PASSAGE –
━━━
Alexander Ovechkin is one of the most dominant players in the league currently. He is a monster on the ice, and he knows just how good he is- he's recently taken to leaping up against the glass whenever he scores a goal. That's all well and good, but the line has recently been drawn in my eyes after his 50th goal of the year against Tampa Bay- he set his stick down on the ice and waved his hands up and down above it, as if to say, "It's too hot to handle."
Overboard? You betcha.
Ovie's the kind of guy who's got a dynamic personality to go along with his talent. He's passionate, outgoing, and very much a rock star. But when does it go too far? When celebrations like this become part of his repertoire. Honestly, if I wanted to see this, I'd go check out an NFL game, or the NBA. Chad Johnson and Randy Moss would love this kid's ideas. In all seriousness, though, I didn't become a hockey fan for this. I became one, in fact, partly because I felt the guys who played the game were amazing, yet somewhat still humble in spite of their talents when they scored. They were happy, but never rubbed it in.
Not only that, but Ovechkin hasn't even scored 60 or 70 yet this year. It was 50, a milestone he's reached twice before, and against a team who's pretty much out of it in the Lightning. Bolts head coach Rick Tocchet had a right to be annoyed by Ovie's antics, and I'm surprised no one tried to take him out after that. You're talented, we all know it. Leave the childish antics at home and just play hockey. When you score the game-winner in the playoffs, it'll be a different story, perhaps, but for now jumping the glass is enough.
━━━
DATASET EXCERPTS –
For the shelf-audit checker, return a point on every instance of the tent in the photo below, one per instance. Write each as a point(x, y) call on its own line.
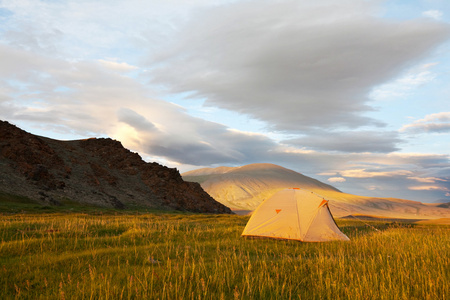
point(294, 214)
━━━
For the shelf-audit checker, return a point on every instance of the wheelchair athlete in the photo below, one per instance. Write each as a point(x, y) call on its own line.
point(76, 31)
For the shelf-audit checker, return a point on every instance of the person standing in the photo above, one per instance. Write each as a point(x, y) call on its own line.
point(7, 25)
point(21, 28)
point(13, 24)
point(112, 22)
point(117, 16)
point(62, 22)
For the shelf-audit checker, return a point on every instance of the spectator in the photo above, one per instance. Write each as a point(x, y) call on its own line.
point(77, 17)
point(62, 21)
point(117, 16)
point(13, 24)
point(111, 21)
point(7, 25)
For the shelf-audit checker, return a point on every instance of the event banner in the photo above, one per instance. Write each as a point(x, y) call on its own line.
━━━
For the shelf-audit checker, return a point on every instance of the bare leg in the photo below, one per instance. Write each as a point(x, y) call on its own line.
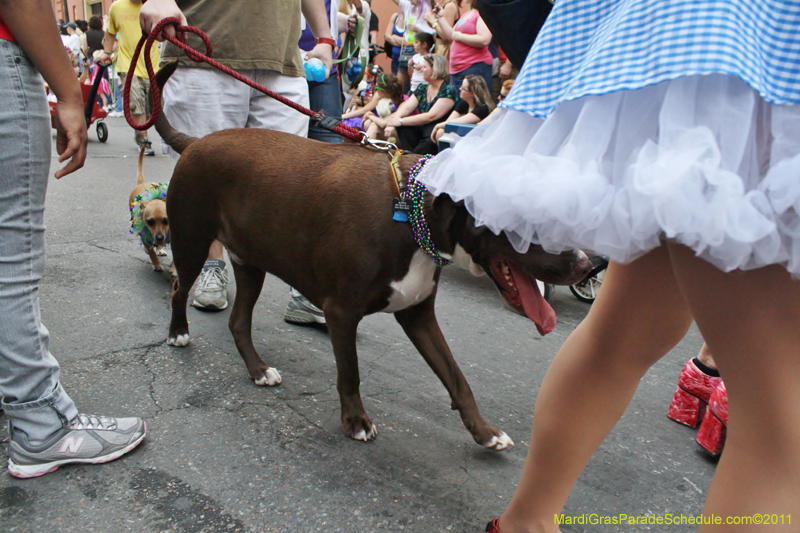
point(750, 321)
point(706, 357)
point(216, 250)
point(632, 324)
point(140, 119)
━━━
EXERCISES –
A. Name every person mentioned in the Ovechkin piece, treating "Ovie" and "Alexander Ovechkin" as one person.
B. Extend the Ovechkin piece past its final sentence.
The records come from a different source than the Ovechkin piece.

RESPONSES PER TASK –
A. Alexander Ovechkin, Chad Johnson, Randy Moss, Rick Tocchet

B.
Here's the celebration:
And reactions by two writers:
Save it for home, Alex
Memo to Alex Ovechkin. Your little skit in Tampa Bay on Thursday after
your 50th goal was a laugh riot -- feigning that your stick was too hot to
handle as it lay on the ice -- but you should have saved that for the home folk
in Washington. It's like parking a new Porsche in front of the neighbour's
house, next to his Chevy Cavalier. It's called rubbing it in. Little different
when Teemu Selanne broke Mike Bossy's rookie goal record in '93, and threw his
glove in the air and made like he was pumping a shotgun at it. Ovechkin has had
50 before. Good thing Rick Tocchet, who had 2,972 career penalty minutes, was
behind the Lightning bench, and not on the ice. Tocchet always played the game
"He came down a notch in my book," said Tocchet, who may also
have wondered why none of his players were as mad as he was.
Hot dog needs to cool it
OK, I wasn't wild about Alexander Ovechkin's celebration last week in Tampa
after he wristed in his 50th goal of the season. AO promptly dropped his stick
flat on the ice and held both hands over it, as if it were just too hot to
touch. What, did he steal that from Marcel Marceau's days in the Quebec League?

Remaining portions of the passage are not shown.